%%
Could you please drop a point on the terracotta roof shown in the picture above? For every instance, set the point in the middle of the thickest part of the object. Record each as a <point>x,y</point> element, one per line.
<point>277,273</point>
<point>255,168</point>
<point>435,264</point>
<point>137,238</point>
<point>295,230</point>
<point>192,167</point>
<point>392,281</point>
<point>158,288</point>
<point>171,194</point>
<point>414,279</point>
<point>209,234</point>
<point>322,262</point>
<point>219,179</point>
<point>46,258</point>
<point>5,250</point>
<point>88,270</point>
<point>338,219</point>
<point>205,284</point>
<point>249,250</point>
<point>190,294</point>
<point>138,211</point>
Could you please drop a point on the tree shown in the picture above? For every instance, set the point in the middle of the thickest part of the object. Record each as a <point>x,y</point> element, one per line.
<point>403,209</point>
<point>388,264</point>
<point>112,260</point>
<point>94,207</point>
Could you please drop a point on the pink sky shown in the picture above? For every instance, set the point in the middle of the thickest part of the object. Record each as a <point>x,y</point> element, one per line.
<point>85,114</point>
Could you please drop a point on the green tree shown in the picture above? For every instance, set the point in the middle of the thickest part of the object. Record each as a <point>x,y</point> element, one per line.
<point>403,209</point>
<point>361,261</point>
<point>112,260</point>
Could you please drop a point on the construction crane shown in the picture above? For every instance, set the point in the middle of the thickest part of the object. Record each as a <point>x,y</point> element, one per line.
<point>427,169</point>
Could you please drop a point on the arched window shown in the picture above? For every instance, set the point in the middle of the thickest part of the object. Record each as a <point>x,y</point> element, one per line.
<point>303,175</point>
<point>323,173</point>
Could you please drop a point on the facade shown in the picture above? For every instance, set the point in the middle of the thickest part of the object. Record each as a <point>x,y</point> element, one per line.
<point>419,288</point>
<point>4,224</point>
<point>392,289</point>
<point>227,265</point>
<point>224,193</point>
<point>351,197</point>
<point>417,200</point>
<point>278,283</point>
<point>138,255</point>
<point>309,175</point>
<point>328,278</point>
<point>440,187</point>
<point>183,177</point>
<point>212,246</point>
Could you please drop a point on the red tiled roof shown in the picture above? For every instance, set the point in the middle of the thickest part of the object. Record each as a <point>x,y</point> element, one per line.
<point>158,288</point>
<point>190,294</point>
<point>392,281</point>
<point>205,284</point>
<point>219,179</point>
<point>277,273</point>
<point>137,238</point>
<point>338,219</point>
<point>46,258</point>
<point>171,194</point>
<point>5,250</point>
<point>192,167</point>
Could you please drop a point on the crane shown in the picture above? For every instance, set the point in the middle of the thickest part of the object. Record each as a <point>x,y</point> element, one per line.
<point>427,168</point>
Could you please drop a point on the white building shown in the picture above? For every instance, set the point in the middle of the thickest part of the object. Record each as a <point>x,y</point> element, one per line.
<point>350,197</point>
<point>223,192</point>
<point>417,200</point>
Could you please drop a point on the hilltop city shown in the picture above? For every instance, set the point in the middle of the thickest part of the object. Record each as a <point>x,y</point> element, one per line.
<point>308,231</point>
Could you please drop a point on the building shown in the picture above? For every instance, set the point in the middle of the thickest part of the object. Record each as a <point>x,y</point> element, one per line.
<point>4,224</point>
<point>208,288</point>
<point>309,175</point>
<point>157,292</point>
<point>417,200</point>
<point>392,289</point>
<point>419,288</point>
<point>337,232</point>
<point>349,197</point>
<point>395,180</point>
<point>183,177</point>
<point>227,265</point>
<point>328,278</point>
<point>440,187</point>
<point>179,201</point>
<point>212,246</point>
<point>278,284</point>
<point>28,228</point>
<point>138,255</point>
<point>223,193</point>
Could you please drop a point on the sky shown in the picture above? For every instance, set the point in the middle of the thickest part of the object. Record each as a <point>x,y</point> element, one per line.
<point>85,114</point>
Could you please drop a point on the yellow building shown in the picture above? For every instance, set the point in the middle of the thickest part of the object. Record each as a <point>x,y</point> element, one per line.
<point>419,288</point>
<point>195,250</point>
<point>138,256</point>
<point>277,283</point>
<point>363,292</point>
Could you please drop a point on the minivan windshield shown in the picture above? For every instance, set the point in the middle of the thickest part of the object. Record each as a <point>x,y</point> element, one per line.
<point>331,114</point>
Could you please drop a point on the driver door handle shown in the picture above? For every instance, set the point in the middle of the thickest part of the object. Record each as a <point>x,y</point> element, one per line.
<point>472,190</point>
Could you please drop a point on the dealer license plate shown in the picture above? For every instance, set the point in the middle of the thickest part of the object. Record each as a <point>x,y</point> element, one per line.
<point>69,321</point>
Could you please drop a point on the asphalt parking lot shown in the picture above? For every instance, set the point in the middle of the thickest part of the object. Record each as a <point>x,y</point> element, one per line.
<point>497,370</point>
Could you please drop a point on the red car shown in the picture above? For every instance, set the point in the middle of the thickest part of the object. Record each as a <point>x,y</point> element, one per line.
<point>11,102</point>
%%
*Prompt*:
An exact, complete copy of the data is the only acceptable answer.

*Response*:
Could you please drop a point on the terracotta roof shown in the picture above? For every instance, set the point in the middle of the thickest part of the object. Record each as a <point>x,y</point> element, one per line.
<point>277,273</point>
<point>255,168</point>
<point>435,264</point>
<point>137,238</point>
<point>295,230</point>
<point>192,167</point>
<point>392,281</point>
<point>158,288</point>
<point>171,194</point>
<point>414,279</point>
<point>209,234</point>
<point>322,262</point>
<point>219,179</point>
<point>46,258</point>
<point>5,250</point>
<point>88,270</point>
<point>338,219</point>
<point>205,284</point>
<point>249,250</point>
<point>190,294</point>
<point>138,211</point>
Could you please drop a point on the tree shown in the picture above? For every instance, set the point in the middle of the thickest part of the object. Record each as a <point>x,y</point> element, one per line.
<point>403,209</point>
<point>388,264</point>
<point>112,260</point>
<point>94,207</point>
Could you please drop a point on the pink sky shown in the picture above? For every instance, set the point in the middle of the thickest part of the object. Record each as a <point>x,y</point> element, one per line.
<point>85,114</point>
Could you please drop a point on the green tree shown in the picture above? For every instance, set the point in the middle of the thickest part of the object. Record each as a <point>x,y</point> element, one per line.
<point>403,209</point>
<point>361,261</point>
<point>112,260</point>
Could you please drop a point on the construction crane shown in the picture above? For every instance, set the point in the middle of the thickest part of the object. Record each as a <point>x,y</point> element, one per line.
<point>427,169</point>
Could you please drop a point on the arched window shown in the picture above? For every instance, set the point in the middle of the thickest part of the object. Record each as a <point>x,y</point> element, one per line.
<point>303,175</point>
<point>323,173</point>
Could you please drop a point on the facade shown in the picture above? For every instance, set the point in the middle of the thickest part of the object. Record each as a <point>x,y</point> element, one per line.
<point>419,288</point>
<point>4,224</point>
<point>392,289</point>
<point>227,265</point>
<point>224,193</point>
<point>351,197</point>
<point>417,200</point>
<point>278,283</point>
<point>138,255</point>
<point>309,175</point>
<point>328,278</point>
<point>440,187</point>
<point>183,177</point>
<point>212,246</point>
Could you please drop a point on the red tiled roof shown in the picture above? For every instance, set the point in the middle of the thickest part of the object. Record each as a <point>x,y</point> element, one per line.
<point>158,288</point>
<point>190,294</point>
<point>392,281</point>
<point>205,284</point>
<point>219,179</point>
<point>277,273</point>
<point>137,238</point>
<point>338,219</point>
<point>46,258</point>
<point>171,194</point>
<point>5,250</point>
<point>192,167</point>
Could you please drop a point on the crane shown in the picture above? For every instance, set the point in the middle of the thickest part of the object. Record each as a <point>x,y</point> element, one per line.
<point>427,168</point>
Could you please drop a point on the white building shown in the picture above? For every instance, set the point in the middle of the thickest part of the object. Record each as a <point>x,y</point> element, one per line.
<point>350,197</point>
<point>223,192</point>
<point>417,200</point>
Could you please drop a point on the hilltop city shown in the picture above? For every instance, set the point in the middle of the thickest part of the object. Record each as a <point>x,y</point> element, one per line.
<point>308,231</point>
Could you please drop a point on the building shown in the picture above? For every instance, set the point in the middle of the thickest part of the object. Record each as a <point>x,y</point> element, one per line.
<point>4,224</point>
<point>208,288</point>
<point>309,175</point>
<point>157,292</point>
<point>417,200</point>
<point>392,289</point>
<point>419,288</point>
<point>337,232</point>
<point>349,197</point>
<point>395,180</point>
<point>183,177</point>
<point>227,265</point>
<point>328,278</point>
<point>440,187</point>
<point>179,201</point>
<point>212,246</point>
<point>278,284</point>
<point>28,228</point>
<point>138,255</point>
<point>223,193</point>
Could you please drop a point on the sky shown in the picture above? For every instance, set the point in the middle of the thickest part of the object. Record each as a <point>x,y</point> element, one per line.
<point>85,114</point>
Could you please drop a point on the yellow building shown in the picture above? For every instance, set the point in the middle of the thickest part of the object. Record each as a <point>x,y</point> element, one per line.
<point>419,288</point>
<point>195,250</point>
<point>138,256</point>
<point>277,283</point>
<point>363,292</point>
Could you please drop a point on the minivan windshield shown in the picture above? For every instance, set the point in the middle of the thickest part of the object. Record each as a <point>x,y</point> element, one per line.
<point>331,114</point>
Could you please drop a point on the driver door handle shown in the picture above? For every instance, set the point in the middle of the thickest part of the object. Record each as a <point>x,y</point> element, one per line.
<point>472,190</point>
Could you please drop a point on the dealer license plate shown in the picture above? For every instance, set the point in the middle of the thickest part of the object. Record each as a <point>x,y</point> element, one per line.
<point>69,321</point>
Could you please drop a point on the asphalt parking lot shown in the picture above? For every instance, set the point in the middle of the thickest part of the object. Record each as a <point>x,y</point> element, one per line.
<point>497,370</point>
Could you please drop a point on the red car shown in the picture above? For every instance, set the point in the middle of the thickest part of the object. Record each as a <point>x,y</point> element, one per line.
<point>11,102</point>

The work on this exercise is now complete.